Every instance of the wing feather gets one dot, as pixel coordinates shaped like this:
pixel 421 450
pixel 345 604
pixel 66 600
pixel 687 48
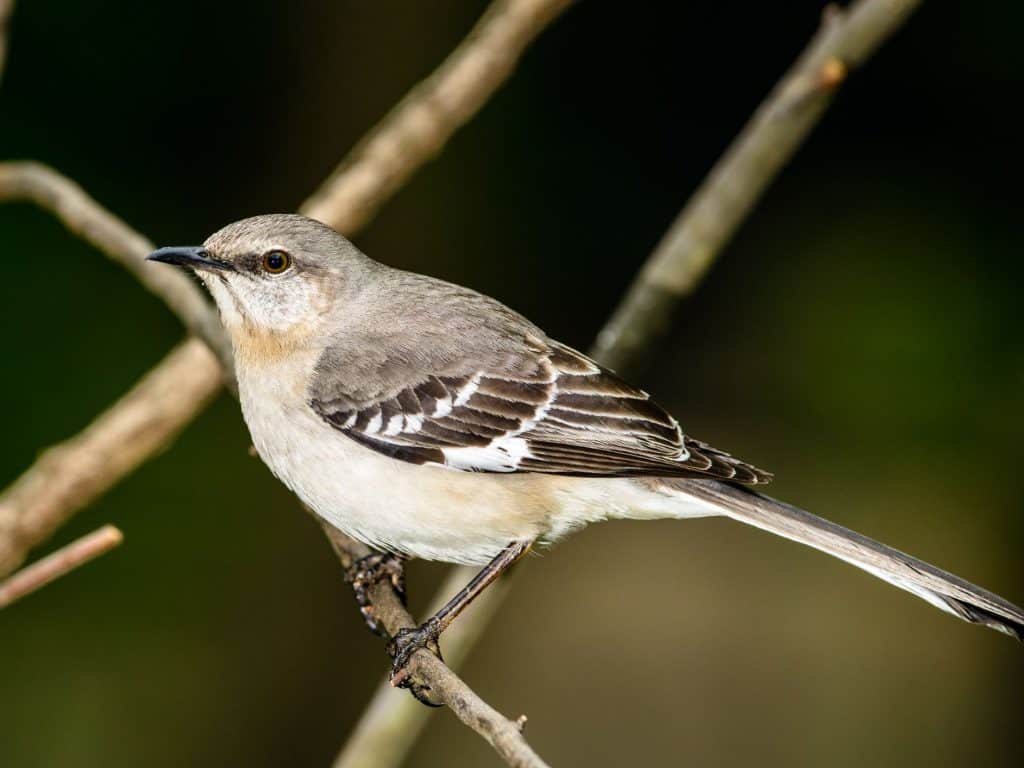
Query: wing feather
pixel 563 414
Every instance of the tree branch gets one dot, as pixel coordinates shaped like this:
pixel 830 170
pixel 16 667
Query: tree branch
pixel 62 561
pixel 727 196
pixel 72 474
pixel 436 682
pixel 6 10
pixel 421 124
pixel 83 216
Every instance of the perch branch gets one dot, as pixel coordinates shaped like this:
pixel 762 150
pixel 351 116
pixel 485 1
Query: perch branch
pixel 421 124
pixel 390 724
pixel 847 38
pixel 442 685
pixel 62 561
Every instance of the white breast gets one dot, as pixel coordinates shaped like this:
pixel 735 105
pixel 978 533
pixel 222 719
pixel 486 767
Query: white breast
pixel 424 511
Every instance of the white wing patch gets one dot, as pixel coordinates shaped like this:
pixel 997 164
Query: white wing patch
pixel 556 413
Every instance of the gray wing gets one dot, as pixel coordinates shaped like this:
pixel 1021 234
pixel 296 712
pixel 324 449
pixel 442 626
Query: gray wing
pixel 554 411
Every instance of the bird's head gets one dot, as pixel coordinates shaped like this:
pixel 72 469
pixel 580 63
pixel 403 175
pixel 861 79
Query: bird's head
pixel 275 279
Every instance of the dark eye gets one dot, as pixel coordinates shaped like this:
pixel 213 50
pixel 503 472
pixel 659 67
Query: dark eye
pixel 276 261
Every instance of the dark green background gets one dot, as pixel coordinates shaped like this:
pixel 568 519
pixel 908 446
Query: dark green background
pixel 861 338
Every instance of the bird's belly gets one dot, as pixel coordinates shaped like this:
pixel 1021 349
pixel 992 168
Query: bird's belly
pixel 420 510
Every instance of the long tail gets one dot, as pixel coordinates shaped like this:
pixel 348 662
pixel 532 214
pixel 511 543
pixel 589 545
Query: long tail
pixel 945 591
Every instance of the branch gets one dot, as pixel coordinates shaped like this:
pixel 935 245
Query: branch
pixel 62 561
pixel 6 10
pixel 438 683
pixel 83 216
pixel 71 475
pixel 421 124
pixel 720 205
pixel 390 724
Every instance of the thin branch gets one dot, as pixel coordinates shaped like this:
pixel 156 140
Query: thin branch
pixel 69 476
pixel 421 124
pixel 83 216
pixel 436 682
pixel 59 563
pixel 720 205
pixel 6 10
pixel 391 724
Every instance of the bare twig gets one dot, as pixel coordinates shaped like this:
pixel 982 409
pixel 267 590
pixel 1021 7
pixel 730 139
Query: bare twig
pixel 391 724
pixel 86 218
pixel 420 125
pixel 437 682
pixel 69 476
pixel 846 40
pixel 6 9
pixel 57 564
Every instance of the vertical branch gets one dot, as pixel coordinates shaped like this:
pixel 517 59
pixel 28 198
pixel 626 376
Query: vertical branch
pixel 6 10
pixel 730 192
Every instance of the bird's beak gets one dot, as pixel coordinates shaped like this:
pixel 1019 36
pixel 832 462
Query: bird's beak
pixel 196 257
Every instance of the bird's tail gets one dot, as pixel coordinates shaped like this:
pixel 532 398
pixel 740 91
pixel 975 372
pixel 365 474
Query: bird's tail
pixel 945 591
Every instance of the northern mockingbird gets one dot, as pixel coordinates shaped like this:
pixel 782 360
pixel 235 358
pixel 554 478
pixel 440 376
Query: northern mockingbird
pixel 427 420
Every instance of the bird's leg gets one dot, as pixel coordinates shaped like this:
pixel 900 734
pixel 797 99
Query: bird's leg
pixel 408 641
pixel 372 569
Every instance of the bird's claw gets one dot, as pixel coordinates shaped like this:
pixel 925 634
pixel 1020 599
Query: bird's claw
pixel 404 644
pixel 370 570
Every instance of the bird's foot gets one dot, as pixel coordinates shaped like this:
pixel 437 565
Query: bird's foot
pixel 404 644
pixel 370 570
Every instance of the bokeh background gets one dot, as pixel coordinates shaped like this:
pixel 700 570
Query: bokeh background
pixel 861 338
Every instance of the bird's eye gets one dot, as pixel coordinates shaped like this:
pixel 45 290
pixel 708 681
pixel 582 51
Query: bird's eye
pixel 275 262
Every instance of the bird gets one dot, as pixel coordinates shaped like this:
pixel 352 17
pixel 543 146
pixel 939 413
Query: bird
pixel 429 421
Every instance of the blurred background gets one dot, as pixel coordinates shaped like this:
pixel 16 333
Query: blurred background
pixel 861 338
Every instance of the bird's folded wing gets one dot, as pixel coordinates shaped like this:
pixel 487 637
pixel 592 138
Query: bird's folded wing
pixel 562 414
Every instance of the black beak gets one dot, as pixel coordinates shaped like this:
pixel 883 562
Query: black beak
pixel 196 257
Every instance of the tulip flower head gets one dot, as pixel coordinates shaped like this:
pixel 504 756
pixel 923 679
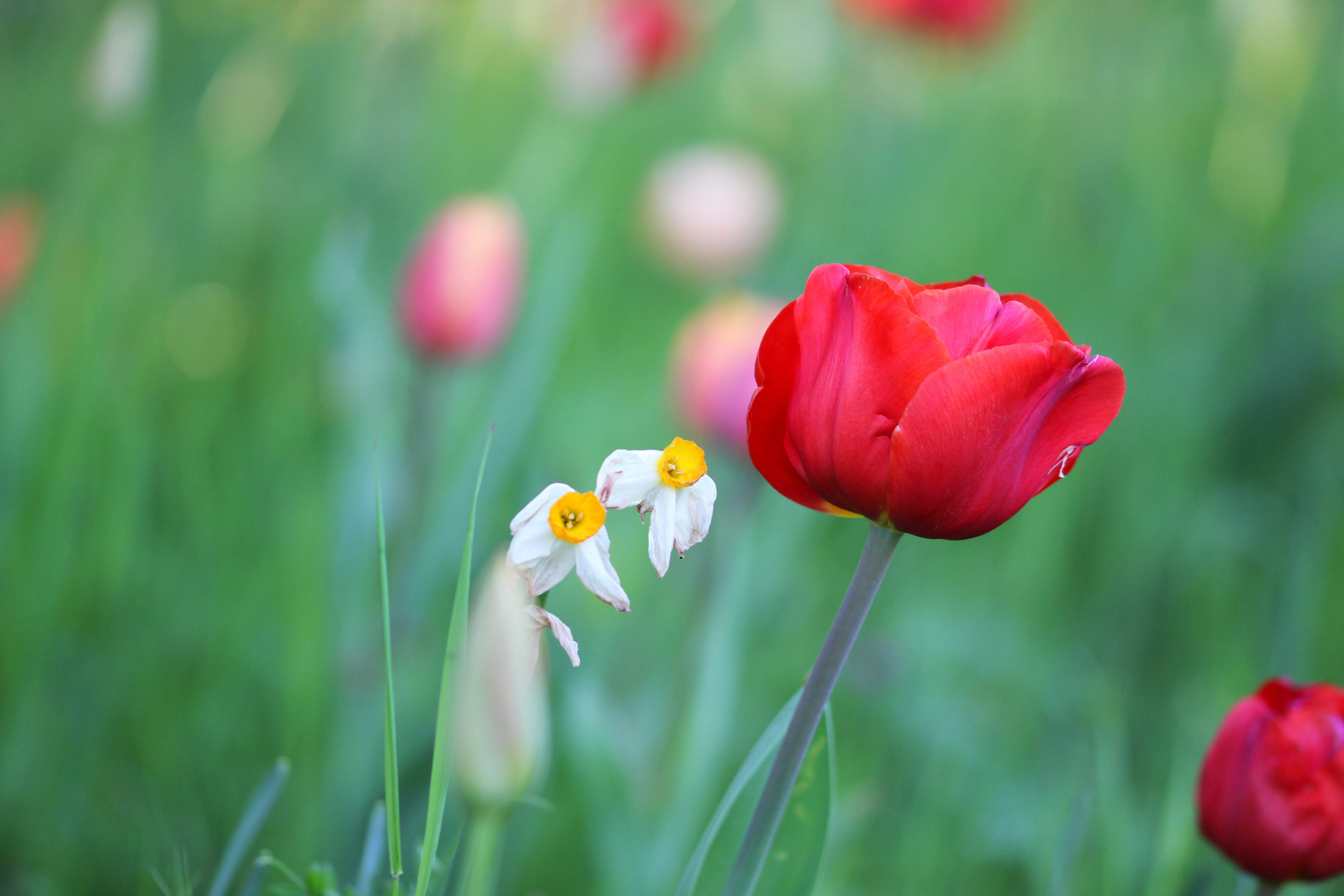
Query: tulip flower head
pixel 1272 790
pixel 962 21
pixel 461 285
pixel 671 485
pixel 562 529
pixel 713 212
pixel 932 410
pixel 502 733
pixel 714 366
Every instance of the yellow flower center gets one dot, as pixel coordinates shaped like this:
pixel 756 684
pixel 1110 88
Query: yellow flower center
pixel 577 518
pixel 682 464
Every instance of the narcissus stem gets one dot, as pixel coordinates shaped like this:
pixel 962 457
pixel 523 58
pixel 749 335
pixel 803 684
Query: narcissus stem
pixel 821 681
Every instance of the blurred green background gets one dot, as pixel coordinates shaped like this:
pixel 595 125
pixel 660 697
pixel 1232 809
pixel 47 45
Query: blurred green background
pixel 187 557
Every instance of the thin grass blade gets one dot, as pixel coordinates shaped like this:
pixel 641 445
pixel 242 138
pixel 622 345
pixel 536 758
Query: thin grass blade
pixel 258 807
pixel 444 727
pixel 392 785
pixel 368 856
pixel 761 752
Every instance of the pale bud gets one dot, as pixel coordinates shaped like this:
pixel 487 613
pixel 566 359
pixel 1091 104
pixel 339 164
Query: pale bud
pixel 17 242
pixel 123 56
pixel 714 364
pixel 713 212
pixel 461 285
pixel 502 727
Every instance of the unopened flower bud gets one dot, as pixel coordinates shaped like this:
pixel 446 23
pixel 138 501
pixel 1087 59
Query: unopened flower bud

++++

EXERCISE BRIEF – Write out the listing above line for line, without changing anything, but leave out the pictures.

CORRECT RESPONSE –
Every instance of the wing feather gets one dot, as pixel coordinates shaped like this:
pixel 421 450
pixel 345 604
pixel 66 600
pixel 687 48
Query: wing feather
pixel 563 414
Every instance of the tree branch gets one dot, as pixel coordinates shaped like this:
pixel 830 170
pixel 16 667
Query: tree branch
pixel 62 561
pixel 727 196
pixel 72 474
pixel 436 682
pixel 6 10
pixel 421 124
pixel 83 216
Every instance of the perch branch gets one dot, as pixel coordinates shaped like this:
pixel 762 150
pixel 351 116
pixel 485 1
Query: perch branch
pixel 421 124
pixel 390 724
pixel 847 38
pixel 442 685
pixel 62 561
Every instance of the white breast gets one dot, as pixel coordinates shaped like this:
pixel 735 105
pixel 978 533
pixel 222 719
pixel 486 767
Query: white breast
pixel 424 511
Every instance of the white wing patch gets one dot, as pixel coordinates shaped like this:
pixel 997 164
Query: white wing patch
pixel 556 413
Every instance of the gray wing gets one dot, as pixel coordinates shaped like this:
pixel 1021 234
pixel 296 712
pixel 324 449
pixel 442 626
Query: gray wing
pixel 554 411
Every instance of the bird's head gets one dot, as pixel coordinates shaped like this:
pixel 72 469
pixel 580 63
pixel 403 175
pixel 861 79
Query: bird's head
pixel 275 279
Every instance of the dark eye gets one dot, as pixel coordinates shaped like this:
pixel 213 50
pixel 503 472
pixel 659 67
Query: dark eye
pixel 276 261
Every instance of the dark green background gets one dot, as pixel coordinates shaped like this:
pixel 568 519
pixel 908 446
Query: dark green background
pixel 861 338
Every instance of the bird's belly gets one dot, as pixel coordinates shaped like this:
pixel 1021 349
pixel 992 168
Query: bird's belly
pixel 420 510
Every instance of the long tail gets one dot, as pixel coordinates shaped like this:
pixel 348 662
pixel 532 214
pixel 511 543
pixel 589 545
Query: long tail
pixel 945 591
Every instance of the branch gets one dot, as pixel coordinates shaped like this:
pixel 935 245
Query: branch
pixel 62 561
pixel 6 10
pixel 438 683
pixel 83 216
pixel 71 475
pixel 421 124
pixel 720 205
pixel 390 724
Every instance of the thin branch gets one dot, as pixel coordinates shaped like this:
pixel 156 140
Query: thin branch
pixel 69 476
pixel 421 124
pixel 83 216
pixel 436 682
pixel 59 563
pixel 720 205
pixel 6 10
pixel 391 724
Every instance of the bare twig gets one dot, as pixel coordinates shaped like this:
pixel 982 409
pixel 267 590
pixel 1021 7
pixel 730 139
Query: bare twig
pixel 391 724
pixel 86 218
pixel 420 125
pixel 437 682
pixel 69 476
pixel 846 40
pixel 6 9
pixel 57 564
Every instance of the vertical branch gets one dot, as pixel coordinates shaped like this:
pixel 517 59
pixel 28 198
pixel 626 376
Query: vertical branch
pixel 6 10
pixel 730 192
Every instance of the bird's beak gets one dot, as pixel coordinates shaped like this:
pixel 1019 36
pixel 832 462
Query: bird's beak
pixel 196 257
Every instance of the bird's tail gets one dot, as pixel coordinates shaped like this:
pixel 532 398
pixel 740 91
pixel 975 372
pixel 365 474
Query: bird's tail
pixel 945 591
Every instance of the northern mockingbird gets one dot, as pixel coordinates shaped like this:
pixel 782 360
pixel 235 358
pixel 554 478
pixel 440 376
Query: northern mockingbird
pixel 427 420
Every instance of the bird's leg gets one dot, as pixel coordinates shaped like this:
pixel 900 734
pixel 797 99
Query: bird's leg
pixel 408 641
pixel 372 569
Every instance of the bird's claw gets one dot, as pixel coordinates shaped like this:
pixel 925 634
pixel 1020 599
Query: bird's claw
pixel 404 644
pixel 370 570
Every instance of the bird's foot gets one dot, as pixel coordinates shaped like this:
pixel 437 565
Query: bird's foot
pixel 404 644
pixel 370 570
Every instance of the bokeh background gets one dot, as pixel coordinates shaped like this:
pixel 700 570
Query: bokeh background
pixel 861 338
Every instance of the bird's eye gets one dot, as pixel coordinates shaped like this:
pixel 45 290
pixel 708 681
pixel 582 51
Query: bird's eye
pixel 275 262
Every instance of the bird gets one dot, as pixel coordinates shaped like this:
pixel 352 17
pixel 543 146
pixel 939 413
Query: bird
pixel 429 421
Every instance of the blurred background gets one dot, as pixel coordinates shaped like this:
pixel 16 333
Query: blurred background
pixel 861 338
Every instance of the bird's folded wing gets one dot, as pixel coordinates shaped like this:
pixel 487 637
pixel 592 138
Query: bird's folded wing
pixel 562 414
Every instance of the black beak gets one dot, as pixel coordinates shaped like this:
pixel 883 562
Query: black beak
pixel 196 257
Every instance of the tulip flower head gets one dot, as pixel coordinates shaped like this:
pixel 504 756
pixel 923 679
Query: tulip flower head
pixel 1272 790
pixel 962 21
pixel 461 285
pixel 671 485
pixel 562 529
pixel 713 212
pixel 932 410
pixel 502 733
pixel 714 366
Every instance of the yellow flower center gets one dot, as pixel coordinates shaped like this:
pixel 756 684
pixel 1110 88
Query: yellow flower center
pixel 577 518
pixel 682 464
Every instance of the narcissus stem gets one dot, as pixel coordinates shaped like this:
pixel 962 457
pixel 523 58
pixel 749 335
pixel 803 684
Query: narcissus stem
pixel 821 681
Every instance of the blurred green background gets one dot, as pixel coordinates shaped like this:
pixel 595 125
pixel 660 697
pixel 1232 809
pixel 47 45
Query: blurred green background
pixel 187 557
Every instance of the thin grass blade gets one dot, as pixel coordinates shaped like this:
pixel 641 445
pixel 242 138
pixel 622 345
pixel 536 758
Query: thin grass blade
pixel 258 807
pixel 444 727
pixel 392 785
pixel 368 856
pixel 761 752
Every instance of the pale bud gets one dot, as pixel coordinates shaped like this:
pixel 487 613
pixel 566 359
pixel 1091 104
pixel 339 164
Query: pale bud
pixel 17 242
pixel 123 56
pixel 714 364
pixel 713 212
pixel 461 285
pixel 502 727
Every instance of the unopened flower bud gets one dot, as pixel coordinates shaped like this:
pixel 446 23
pixel 138 501
pixel 1087 59
Query: unopened flower bud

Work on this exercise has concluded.